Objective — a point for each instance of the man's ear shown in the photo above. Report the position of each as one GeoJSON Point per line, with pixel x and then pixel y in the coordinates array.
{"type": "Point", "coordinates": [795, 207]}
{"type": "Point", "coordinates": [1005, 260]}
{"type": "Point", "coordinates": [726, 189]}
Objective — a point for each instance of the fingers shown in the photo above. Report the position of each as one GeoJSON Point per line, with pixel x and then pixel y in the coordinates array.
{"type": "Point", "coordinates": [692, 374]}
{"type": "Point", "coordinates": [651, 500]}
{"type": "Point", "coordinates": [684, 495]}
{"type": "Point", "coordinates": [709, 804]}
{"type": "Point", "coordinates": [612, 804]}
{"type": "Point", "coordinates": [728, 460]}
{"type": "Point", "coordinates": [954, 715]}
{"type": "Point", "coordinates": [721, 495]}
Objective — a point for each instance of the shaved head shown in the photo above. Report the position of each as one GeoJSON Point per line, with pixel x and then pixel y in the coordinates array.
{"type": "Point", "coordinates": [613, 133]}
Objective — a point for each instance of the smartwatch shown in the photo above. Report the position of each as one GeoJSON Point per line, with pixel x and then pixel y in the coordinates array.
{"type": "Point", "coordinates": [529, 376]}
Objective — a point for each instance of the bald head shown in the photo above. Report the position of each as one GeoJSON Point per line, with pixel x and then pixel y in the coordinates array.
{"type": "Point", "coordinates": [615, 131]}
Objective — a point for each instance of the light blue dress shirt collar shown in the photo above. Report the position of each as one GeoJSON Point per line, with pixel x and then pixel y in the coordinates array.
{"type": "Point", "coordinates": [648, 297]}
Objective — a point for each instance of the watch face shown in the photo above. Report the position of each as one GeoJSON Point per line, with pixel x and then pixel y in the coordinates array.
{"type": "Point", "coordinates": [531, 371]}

▸ **What to work on**
Give back exactly the lines that run from the line with "Objective — a point for each instance of the smartwatch" through the close of the material, counting both ends, and nothing more.

▸ **Task solution**
Objective — a point for each instance of the smartwatch shown in the photo above. Report the position of each as one GeoJSON Point per line, with pixel x and then pixel y in the coordinates array.
{"type": "Point", "coordinates": [529, 376]}
Objective — a point for each instance of the bald head shown in the photo above. Report the position of each as one GeoJSON Point per line, with pixel x and then pixel y in the coordinates array.
{"type": "Point", "coordinates": [615, 131]}
Objective — a point for each instance of the light blue dress shirt collar shown in the photo above. Report the position of each as one GeoJSON Point per line, with pixel x and then pixel y in the coordinates array.
{"type": "Point", "coordinates": [648, 297]}
Objective — a point for each instance of the watch face shown in the photo above. Report the position of each as one GeoJSON Point per line, with pixel x and then pixel y in the coordinates array.
{"type": "Point", "coordinates": [531, 371]}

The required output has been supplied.